• TASKS TO CARRY OUT:
1. Do these statements agree with the QB Framework error-handling guide? For each, answer yes or no and quote the words from the guide that decide it. (a) The framework itself implements the strategies for recovering from errors. (b) In the code, an empty command causes a std::invalid_argument exception to be thrown. (c) For failures that are expected, such as validation failing, the guide recommends throwing exceptions.
2. How would you render this sentence from the QB Framework error-handling guide in Spanish: "Each actor should be responsible for handling errors that occur within its own operational scope where possible."
3. Extend the QB Framework error-handling guide, picking up after its final sentence.

Skip to content

error_handling.md

Mohamed edited this page Jun 10, 2025 · 1 revision

QB Framework: Error Handling & Resilience Strategies

Building concurrent and distributed systems with actors requires a thoughtful approach to error handling and fault tolerance. While the QB Actor Framework provides isolation that can contain failures, it's up to the developer to implement strategies for detecting, managing, and recovering from errors. This guide outlines key techniques for creating resilient QB applications.

1. Actor-Level Error Management (Internal Robustness)

Each actor should be responsible for handling errors that occur within its own operational scope where possible.

  • Standard C++ Exception Handling (try...catch):

    • Use Case: Within on(Event&) handlers or onCallback() methods, wrap operations that might throw exceptions. This includes interactions with external libraries, complex parsing, or any logic that could fail under specific conditions.
    • Action: Catch specific exceptions, log the error, potentially send a status/error event back to a requester, or decide if the actor needs to enter a specific error state or terminate itself.
    #include <qb/actor.h>
    #include <qb/event.h>
    #include <qb/io.h> // For qb::io::cout
    #include <qb/string.h>
    #include <stdexcept> // For std::runtime_error, std::invalid_argument
    
    struct ProcessCommandReq : qb::Event { qb::string<128> command; };
    struct CommandStatusRes : qb::Event { bool success; qb::string<256> info; };
    
    class CommandHandlerActor : public qb::Actor {
    public:
        bool onInit() override {
            registerEvent<ProcessCommandReq>(*this);
            registerEvent<qb::KillEvent>(*this);
            return true;
        }
    
        void on(const ProcessCommandReq& event) {
            try {
                if (event.command == "CRASH_NOW") {
                    throw std::runtime_error("Simulated critical failure in command processing");
                }
                if (event.command.empty()) {
                    throw std::invalid_argument("Command cannot be empty");
                }
                // ... process command ...
                qb::io::cout() << "Actor [" << id() << "] processed command: " << event.command.c_str() << ".\n";
                push<CommandStatusRes>(event.getSource(), true, "Command processed successfully");
            } catch (const std::invalid_argument& ia) {
                qb::io::cout() << "Actor [" << id() << "] Error: Invalid command argument - " << ia.what() << ".\n";
                push<CommandStatusRes>(event.getSource(), false, "Invalid command format");
            } catch (const std::exception& e) {
                qb::io::cout() << "Actor [" << id() << "] Error: Failed to process command '" 
                               << event.command.c_str() << "': " << e.what() << ".\n";
                push<CommandStatusRes>(event.getSource(), false, "Internal processing error");
                // For a severe, unrecoverable error, the actor might decide to terminate:
                // if (isUnrecoverable(e)) { 
                //     qb::io::cout() << "Actor [" << id() << "]: Unrecoverable error, terminating.\n";
                //     kill(); 
                // }
            }
        }
        void on(const qb::KillEvent& /*event*/) { kill(); }
    };
  • Status/Result Events for Predictable Failures: For operations where failure is a common or expected outcome (e.g., validation failing, resource temporarily unavailable), it's often cleaner to communicate this via specific fields in your response events rather than throwing exceptions for control flow.

• DATA SUPPLIED:
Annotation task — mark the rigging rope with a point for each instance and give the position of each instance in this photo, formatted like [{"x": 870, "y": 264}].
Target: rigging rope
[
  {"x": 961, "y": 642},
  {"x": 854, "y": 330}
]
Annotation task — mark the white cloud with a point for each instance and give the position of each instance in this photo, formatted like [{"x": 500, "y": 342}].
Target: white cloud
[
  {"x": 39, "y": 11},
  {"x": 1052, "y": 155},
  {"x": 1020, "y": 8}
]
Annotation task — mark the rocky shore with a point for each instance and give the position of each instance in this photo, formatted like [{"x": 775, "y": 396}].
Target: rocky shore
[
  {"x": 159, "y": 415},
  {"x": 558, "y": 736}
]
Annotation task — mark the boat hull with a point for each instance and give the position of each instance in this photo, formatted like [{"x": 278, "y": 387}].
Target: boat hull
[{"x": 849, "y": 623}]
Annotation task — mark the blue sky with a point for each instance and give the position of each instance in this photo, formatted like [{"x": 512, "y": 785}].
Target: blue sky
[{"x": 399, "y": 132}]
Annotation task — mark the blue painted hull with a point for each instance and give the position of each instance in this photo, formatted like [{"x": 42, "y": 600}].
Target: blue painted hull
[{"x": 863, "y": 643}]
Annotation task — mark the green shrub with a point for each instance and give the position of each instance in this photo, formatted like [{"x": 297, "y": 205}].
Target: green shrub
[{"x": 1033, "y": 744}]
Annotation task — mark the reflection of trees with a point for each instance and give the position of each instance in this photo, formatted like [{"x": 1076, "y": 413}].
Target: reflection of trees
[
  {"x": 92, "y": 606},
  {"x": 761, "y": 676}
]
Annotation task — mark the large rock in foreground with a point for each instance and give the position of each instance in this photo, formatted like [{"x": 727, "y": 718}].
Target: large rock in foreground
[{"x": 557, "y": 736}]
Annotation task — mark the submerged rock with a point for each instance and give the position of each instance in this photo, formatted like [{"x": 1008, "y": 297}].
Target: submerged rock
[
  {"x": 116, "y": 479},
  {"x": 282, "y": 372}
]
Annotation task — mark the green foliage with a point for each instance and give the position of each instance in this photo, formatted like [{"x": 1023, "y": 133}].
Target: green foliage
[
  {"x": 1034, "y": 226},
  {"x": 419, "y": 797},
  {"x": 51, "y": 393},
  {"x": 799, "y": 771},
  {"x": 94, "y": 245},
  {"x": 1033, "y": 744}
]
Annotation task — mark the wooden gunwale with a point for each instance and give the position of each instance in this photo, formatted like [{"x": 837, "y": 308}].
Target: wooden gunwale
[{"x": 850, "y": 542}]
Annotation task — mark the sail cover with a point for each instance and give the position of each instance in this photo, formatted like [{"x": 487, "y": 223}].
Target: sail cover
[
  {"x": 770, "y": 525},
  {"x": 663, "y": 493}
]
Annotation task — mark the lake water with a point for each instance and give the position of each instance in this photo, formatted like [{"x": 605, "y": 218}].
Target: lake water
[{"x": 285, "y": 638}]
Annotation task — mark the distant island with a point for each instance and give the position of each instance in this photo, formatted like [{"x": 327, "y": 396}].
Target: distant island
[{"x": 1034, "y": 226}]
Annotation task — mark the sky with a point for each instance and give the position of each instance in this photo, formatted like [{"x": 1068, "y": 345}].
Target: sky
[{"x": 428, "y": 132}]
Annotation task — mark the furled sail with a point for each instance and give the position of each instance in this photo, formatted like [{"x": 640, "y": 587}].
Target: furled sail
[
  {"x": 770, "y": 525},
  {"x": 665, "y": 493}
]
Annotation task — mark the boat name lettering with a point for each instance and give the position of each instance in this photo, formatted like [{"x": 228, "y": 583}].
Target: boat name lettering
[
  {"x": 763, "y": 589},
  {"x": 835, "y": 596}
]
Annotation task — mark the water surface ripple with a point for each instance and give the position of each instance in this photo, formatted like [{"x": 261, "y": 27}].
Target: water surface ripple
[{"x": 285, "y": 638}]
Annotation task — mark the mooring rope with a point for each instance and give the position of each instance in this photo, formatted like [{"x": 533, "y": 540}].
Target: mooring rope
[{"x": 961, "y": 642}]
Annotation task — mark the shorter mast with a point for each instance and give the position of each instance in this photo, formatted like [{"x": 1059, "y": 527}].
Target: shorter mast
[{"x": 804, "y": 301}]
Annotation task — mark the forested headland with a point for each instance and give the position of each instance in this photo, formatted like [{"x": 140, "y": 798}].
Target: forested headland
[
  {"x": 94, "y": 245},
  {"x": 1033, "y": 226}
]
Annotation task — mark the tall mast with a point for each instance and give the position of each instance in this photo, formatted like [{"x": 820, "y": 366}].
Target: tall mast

• ANSWERS IN ORDER:
1.
(a) No: "it's up to the developer to implement strategies for detecting, managing, and recovering from errors."
(b) Yes: "throw std::invalid_argument("Command cannot be empty");"
(c) No: "it's often cleaner to communicate this via specific fields in your response events rather than throwing exceptions for control flow."

2. Cada actor debería ser responsable de gestionar los errores que se produzcan dentro de su propio ámbito operativo, siempre que sea posible.

3.
    struct ValidateDataReq : qb::Event { int data_to_validate; };
    struct ValidationRes : qb::Event {
        boolis_valid;
        qb::string<128> validation_message;
        // ... constructor ...
    };
    // Responder would check data and push<ValidationRes>(source, true/false, message);
  • Self-Termination via kill(): If an actor encounters an internal error that leaves its state inconsistent or prevents it from functioning correctly, it should call this->kill() to initiate its own graceful shutdown. This is often the last step in a catch block for critical errors or after handling a specific StopProcessingOrderEvent.

2. Unhandled Exceptions and VirtualCore Termination

This is a critical aspect of QB's behavior:

  • What Happens: If an exception is thrown from an actor's on(Event&) handler or onCallback() method and is not caught within that actor's code, the VirtualCore executing that actor will catch the exception.
  • Default Framework Action: Upon catching such an unhandled exception, the VirtualCore will log the error (if logging is configured) and then terminate itself. This is a "fail-fast" approach designed to prevent a potentially corrupted actor or VirtualCore from causing further damage or inconsistent behavior in the system.
  • Impact on Other Actors: When a VirtualCore terminates, all other actors assigned to that same VirtualCore will also cease processing new events. Their qb::ICallback::onCallback() methods will no longer be called. They become effectively unresponsive from the perspective of the rest of the system.
  • System-Level Detection: The qb::Main engine monitors its VirtualCore threads. After main.join() returns (or if main.start(false) was used and it unblocks), you can call main.hasError(). This method will return true if one or more VirtualCores terminated due to an error (like an unhandled exception).

(Reference: test-main.cpp includes tests for hasError() functionality. test-actor-error-handling.cpp simulates various actor error conditions.)**

3. Application-Level Supervision Strategies

QB-Core does not provide a built-in, Erlang-style supervisor hierarchy. Instead, you implement supervision using standard actor patterns. This gives you flexibility but requires explicit design.

  • Monitoring Liveness (Health Checks):

    • Pattern: A supervisor actor periodically sends a PingHealthEvent to its child/worker actors. Monitored actors are expected to promptly reply with a PongHealthResponse.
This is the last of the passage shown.